BEGIN RECORD SET
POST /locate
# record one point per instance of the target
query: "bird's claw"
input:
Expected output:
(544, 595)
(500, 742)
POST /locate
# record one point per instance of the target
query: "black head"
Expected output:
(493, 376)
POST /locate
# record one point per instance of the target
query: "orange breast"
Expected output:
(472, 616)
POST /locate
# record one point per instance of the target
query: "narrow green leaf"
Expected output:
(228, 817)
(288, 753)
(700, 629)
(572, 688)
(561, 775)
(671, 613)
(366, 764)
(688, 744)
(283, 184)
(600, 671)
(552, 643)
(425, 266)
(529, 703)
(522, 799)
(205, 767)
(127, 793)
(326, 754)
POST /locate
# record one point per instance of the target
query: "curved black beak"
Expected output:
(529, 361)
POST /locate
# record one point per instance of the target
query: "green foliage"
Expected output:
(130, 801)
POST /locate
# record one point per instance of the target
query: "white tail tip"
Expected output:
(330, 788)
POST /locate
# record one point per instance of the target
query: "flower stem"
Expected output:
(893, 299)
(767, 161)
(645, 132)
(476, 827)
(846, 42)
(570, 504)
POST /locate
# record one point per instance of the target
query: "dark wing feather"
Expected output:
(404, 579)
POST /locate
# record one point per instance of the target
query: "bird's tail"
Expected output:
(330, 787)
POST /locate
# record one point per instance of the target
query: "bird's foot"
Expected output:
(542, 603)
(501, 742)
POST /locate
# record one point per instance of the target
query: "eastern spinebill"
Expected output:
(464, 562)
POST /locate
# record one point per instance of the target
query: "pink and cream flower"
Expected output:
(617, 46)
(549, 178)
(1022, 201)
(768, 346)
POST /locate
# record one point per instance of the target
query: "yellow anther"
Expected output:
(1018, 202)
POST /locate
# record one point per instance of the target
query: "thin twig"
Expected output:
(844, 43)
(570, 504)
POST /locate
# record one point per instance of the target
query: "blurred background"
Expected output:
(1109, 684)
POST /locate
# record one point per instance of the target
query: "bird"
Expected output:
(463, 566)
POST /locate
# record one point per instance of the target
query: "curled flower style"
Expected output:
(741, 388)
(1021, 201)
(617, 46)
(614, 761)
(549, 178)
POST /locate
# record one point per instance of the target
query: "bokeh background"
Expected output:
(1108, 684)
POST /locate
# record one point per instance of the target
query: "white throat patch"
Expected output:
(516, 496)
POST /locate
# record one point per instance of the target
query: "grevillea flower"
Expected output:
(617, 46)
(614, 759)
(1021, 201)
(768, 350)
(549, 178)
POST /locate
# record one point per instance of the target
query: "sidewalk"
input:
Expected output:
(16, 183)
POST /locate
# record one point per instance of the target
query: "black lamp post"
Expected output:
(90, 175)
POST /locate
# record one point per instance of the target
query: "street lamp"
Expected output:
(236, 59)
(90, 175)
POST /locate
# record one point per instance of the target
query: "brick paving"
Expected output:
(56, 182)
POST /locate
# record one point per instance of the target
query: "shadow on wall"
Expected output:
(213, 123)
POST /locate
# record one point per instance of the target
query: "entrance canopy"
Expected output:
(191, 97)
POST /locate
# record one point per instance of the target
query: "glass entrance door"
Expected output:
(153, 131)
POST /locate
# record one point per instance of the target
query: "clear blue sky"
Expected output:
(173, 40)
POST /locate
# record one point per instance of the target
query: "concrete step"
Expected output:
END RECORD SET
REQUIREMENT: Find how many lines of the preceding data contain "lamp", and answer with that number only.

ANSWER SPACE: 2